** SOURCE TEXT follows **
5.2 During the term of this Agreement and thereafter for a period of 24 (twenty-four) months, Employee shall not directly or indirectly engage themselves in any other business, occupation or employment which is in direct or indirect competition to the Business of the Company, whether or not such activity is pursued for profit, gain or other pecuniary advantage and Employee shall not render any other commercial or professional services or participate in any other commercial activity which is indirect or indirect competition to the Business of the Company, except with the Company’s prior written permission.
 
5.3 Notwithstanding anything contained herein, at all times, the Employee shall employ their working hours for performing their duties for the Company.
 
6. REMUNERATION
 
6.1 In consideration of the duties, functions and services rendered by Employee, Employee shall be paid remuneration as detailed in Annexure A to this Agreement (“Remuneration”).
 
6.2 Employee may be entitled to a performance bonus as determined by the Company’s Board, at its sole discretion, from time to time.
 
6.3 The Remuneration shall be payable to Employee by the Company, subject to the deduction and withholdings of tax, as may be applicable from time to time.
 
7. TERMINATION OF EMPLOYMENT
 
7.1 The employment is terminable by the Company and Employee in accordance with the provisions of this Agreement and in the event of termination, Employee shall not be entitled to any additional benefits, compensation, other than as expressly provided in this Agreement or as provided for under the provisions of the applicable laws.
 
7.2 Termination for Cause
 
(i) The Company shall be entitled to terminate the employment of Employee without giving any notice, if in the opinion of the Company, Employee:
 
  • Continuously neglects or fails to attend to the duties entrusted to them;
  • Continuously fails to comply with the lawful directions of the Company;
  • Absconds from work or takes unauthorized leave beyond a period of 5 (five) days.
  • Violates the Company’s policies or the applicable enactments, rules, or regulations;
  • Misappropriates or damages any property of the Company;
  • Commits act of moral turpitude; Carries out any dishonest or fraudulent conduct or act or any breach of trust or breach of faith whether or not the same causes any actual harm or damage or loss to any Person including the
    Company;
  • Misconducts themselves while discharging their duties or indulges in any act of commission or omission bringing disrepute or notoriety or adverse publicity to the Company;
  • Divulges or discloses, either directly or indirectly, any of the Confidential Information either by way of transfer, sale, theft, misappropriation, publication, misuse or wrongful or unauthorized use of the Confidential
    Information or otherwise; or
  • Breaches any of the material terms, conditions, or stipulations of this Agreement.
** End of SOURCE TEXT **
** INPUT DATA follows **
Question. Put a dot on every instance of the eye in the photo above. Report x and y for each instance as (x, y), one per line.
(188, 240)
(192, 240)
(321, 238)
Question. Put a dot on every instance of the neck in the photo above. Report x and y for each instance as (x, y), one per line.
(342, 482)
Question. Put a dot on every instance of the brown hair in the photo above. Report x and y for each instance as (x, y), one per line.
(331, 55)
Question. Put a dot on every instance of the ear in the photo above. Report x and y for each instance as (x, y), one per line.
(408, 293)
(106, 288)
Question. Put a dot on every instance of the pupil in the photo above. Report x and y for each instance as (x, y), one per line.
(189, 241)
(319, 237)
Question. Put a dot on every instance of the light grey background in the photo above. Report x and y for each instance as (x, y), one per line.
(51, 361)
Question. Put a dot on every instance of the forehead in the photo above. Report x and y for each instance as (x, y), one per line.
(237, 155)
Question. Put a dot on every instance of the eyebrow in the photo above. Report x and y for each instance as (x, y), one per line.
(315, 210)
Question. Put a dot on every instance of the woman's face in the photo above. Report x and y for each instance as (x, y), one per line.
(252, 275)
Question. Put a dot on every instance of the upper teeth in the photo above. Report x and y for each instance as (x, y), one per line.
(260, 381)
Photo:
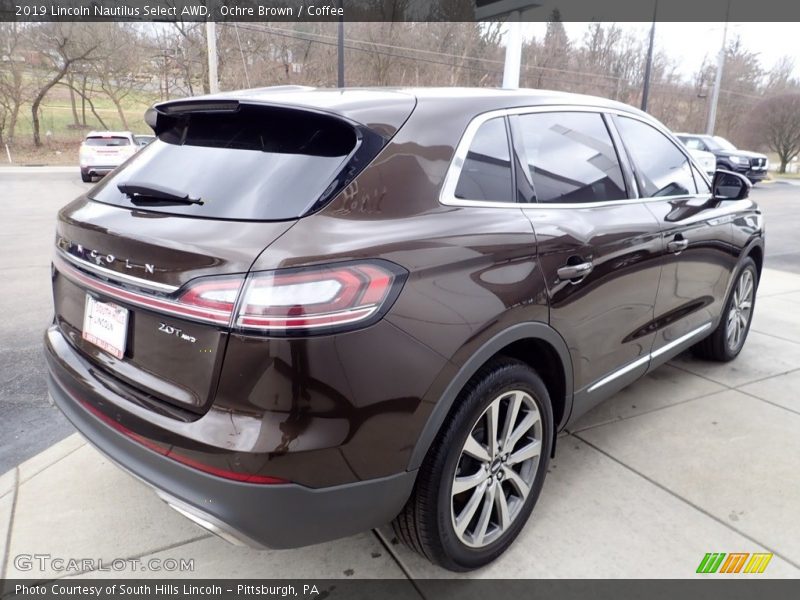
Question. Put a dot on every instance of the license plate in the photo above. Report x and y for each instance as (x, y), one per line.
(106, 326)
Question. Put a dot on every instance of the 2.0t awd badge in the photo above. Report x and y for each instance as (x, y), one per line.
(178, 333)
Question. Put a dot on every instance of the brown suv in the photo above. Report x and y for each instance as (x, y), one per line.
(299, 314)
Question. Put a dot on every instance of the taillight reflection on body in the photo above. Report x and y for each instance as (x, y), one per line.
(307, 299)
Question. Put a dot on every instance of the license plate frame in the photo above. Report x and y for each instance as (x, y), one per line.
(105, 325)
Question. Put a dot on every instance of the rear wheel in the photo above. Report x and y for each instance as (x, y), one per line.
(727, 340)
(483, 474)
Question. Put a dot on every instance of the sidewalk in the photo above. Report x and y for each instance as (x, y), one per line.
(695, 458)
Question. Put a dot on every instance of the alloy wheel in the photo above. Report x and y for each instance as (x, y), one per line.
(496, 469)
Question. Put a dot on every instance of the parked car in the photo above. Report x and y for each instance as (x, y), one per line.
(103, 151)
(705, 160)
(303, 314)
(143, 140)
(750, 164)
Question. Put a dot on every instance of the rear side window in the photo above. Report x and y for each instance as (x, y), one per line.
(252, 163)
(486, 174)
(571, 158)
(661, 169)
(107, 141)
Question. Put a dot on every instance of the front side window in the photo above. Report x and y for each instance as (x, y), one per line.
(571, 158)
(661, 168)
(486, 174)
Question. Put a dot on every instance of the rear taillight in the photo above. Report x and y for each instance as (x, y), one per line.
(306, 300)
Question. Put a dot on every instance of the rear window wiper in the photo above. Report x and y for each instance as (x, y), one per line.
(148, 192)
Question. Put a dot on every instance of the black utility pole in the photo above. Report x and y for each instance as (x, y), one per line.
(341, 48)
(649, 65)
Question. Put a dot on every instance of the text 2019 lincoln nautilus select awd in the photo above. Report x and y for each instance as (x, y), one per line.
(299, 314)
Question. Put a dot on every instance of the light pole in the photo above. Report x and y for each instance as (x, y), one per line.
(712, 110)
(340, 48)
(211, 46)
(513, 52)
(649, 64)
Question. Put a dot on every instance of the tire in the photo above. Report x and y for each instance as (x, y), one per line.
(724, 343)
(427, 523)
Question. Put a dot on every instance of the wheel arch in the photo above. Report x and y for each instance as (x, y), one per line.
(536, 344)
(755, 250)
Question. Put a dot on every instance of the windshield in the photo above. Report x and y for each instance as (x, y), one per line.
(254, 163)
(718, 143)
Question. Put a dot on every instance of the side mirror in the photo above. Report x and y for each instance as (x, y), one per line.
(730, 186)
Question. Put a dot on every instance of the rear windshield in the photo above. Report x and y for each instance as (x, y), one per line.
(107, 141)
(257, 163)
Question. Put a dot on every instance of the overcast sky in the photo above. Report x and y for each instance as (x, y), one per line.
(689, 43)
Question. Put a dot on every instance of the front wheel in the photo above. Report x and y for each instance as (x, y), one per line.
(727, 340)
(483, 474)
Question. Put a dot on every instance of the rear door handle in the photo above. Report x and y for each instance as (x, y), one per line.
(573, 272)
(678, 244)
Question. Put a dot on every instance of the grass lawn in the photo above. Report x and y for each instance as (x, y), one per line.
(61, 146)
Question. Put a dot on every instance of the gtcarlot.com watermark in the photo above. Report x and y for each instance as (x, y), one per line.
(48, 562)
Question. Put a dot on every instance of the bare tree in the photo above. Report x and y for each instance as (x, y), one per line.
(775, 123)
(63, 44)
(12, 81)
(118, 73)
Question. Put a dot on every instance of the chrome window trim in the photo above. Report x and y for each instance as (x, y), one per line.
(447, 195)
(116, 275)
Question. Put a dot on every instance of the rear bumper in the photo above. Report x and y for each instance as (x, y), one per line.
(276, 516)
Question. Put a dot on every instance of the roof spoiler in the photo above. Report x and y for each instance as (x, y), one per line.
(175, 109)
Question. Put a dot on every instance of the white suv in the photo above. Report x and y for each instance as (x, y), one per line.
(103, 151)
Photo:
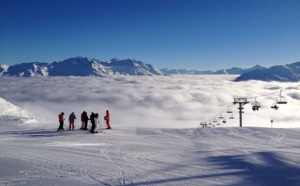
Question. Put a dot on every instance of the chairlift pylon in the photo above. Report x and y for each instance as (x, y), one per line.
(281, 99)
(256, 105)
(229, 111)
(221, 117)
(224, 120)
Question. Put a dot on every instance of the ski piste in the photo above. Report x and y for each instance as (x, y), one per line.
(76, 131)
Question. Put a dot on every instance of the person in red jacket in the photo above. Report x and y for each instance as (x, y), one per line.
(107, 119)
(61, 121)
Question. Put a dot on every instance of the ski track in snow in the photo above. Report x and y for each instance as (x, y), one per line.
(145, 156)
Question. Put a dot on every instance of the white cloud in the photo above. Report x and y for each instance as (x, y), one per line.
(155, 101)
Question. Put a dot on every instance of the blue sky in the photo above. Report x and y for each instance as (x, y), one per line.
(191, 34)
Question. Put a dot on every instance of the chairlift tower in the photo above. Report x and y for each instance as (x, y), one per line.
(241, 102)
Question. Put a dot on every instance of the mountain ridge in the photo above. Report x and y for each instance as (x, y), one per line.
(80, 66)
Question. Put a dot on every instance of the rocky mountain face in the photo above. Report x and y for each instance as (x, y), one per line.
(80, 66)
(233, 70)
(282, 73)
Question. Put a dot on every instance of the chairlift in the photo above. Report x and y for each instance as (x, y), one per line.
(224, 120)
(215, 120)
(229, 111)
(281, 99)
(221, 117)
(204, 124)
(274, 106)
(256, 105)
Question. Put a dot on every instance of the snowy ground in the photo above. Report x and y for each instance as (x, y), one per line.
(148, 156)
(156, 139)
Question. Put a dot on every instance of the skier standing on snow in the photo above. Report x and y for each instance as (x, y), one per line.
(96, 121)
(61, 121)
(92, 118)
(72, 118)
(85, 119)
(107, 119)
(82, 120)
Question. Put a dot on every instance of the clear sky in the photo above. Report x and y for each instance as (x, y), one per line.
(190, 34)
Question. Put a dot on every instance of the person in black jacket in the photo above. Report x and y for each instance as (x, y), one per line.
(86, 119)
(92, 118)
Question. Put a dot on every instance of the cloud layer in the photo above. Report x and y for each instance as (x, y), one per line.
(155, 101)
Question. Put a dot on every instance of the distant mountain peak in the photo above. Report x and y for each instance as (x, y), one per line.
(80, 66)
(282, 73)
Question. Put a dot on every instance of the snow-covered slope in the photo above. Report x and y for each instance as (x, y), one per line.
(38, 155)
(80, 66)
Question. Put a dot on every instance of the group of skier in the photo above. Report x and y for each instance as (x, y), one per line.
(94, 118)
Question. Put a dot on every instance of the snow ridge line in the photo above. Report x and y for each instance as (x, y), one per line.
(277, 139)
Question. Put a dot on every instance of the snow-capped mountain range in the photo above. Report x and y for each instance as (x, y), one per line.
(82, 66)
(233, 70)
(282, 73)
(79, 66)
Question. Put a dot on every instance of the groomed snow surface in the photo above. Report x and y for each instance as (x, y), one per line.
(148, 156)
(156, 138)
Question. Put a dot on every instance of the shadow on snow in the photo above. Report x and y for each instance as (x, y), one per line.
(272, 172)
(40, 133)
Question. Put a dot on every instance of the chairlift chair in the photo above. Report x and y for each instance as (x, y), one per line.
(281, 99)
(274, 106)
(229, 111)
(256, 105)
(221, 117)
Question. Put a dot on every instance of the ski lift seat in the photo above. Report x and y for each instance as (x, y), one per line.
(275, 107)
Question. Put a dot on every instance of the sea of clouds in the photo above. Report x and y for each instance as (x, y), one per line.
(155, 101)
** End of INPUT DATA **
* TASKS TO CARRY OUT:
• 1. Condense the paragraph of the agreement excerpt beginning "7.1 The employment is terminable" into a shorter version that keeps its main facts.
• 2. Reproduce the portion of the agreement excerpt starting at "6. REMUNERATION" and ending at "discretion, from time to time.".
The items are separate material and have no connection to the agreement excerpt.

* EXPECTED RESPONSES:
• 1. Both the Company and Employee may end the employment as this Agreement provides. On termination, Employee receives no further benefits or compensation beyond what this Agreement expressly states or applicable laws provide.

• 2.
6. REMUNERATION
 
6.1 In consideration of the duties, functions and services rendered by Employee, Employee shall be paid remuneration as detailed in Annexure A to this Agreement (“Remuneration”).
 
6.2 Employee may be entitled to a performance bonus as determined by the Company’s Board, at its sole discretion, from time to time.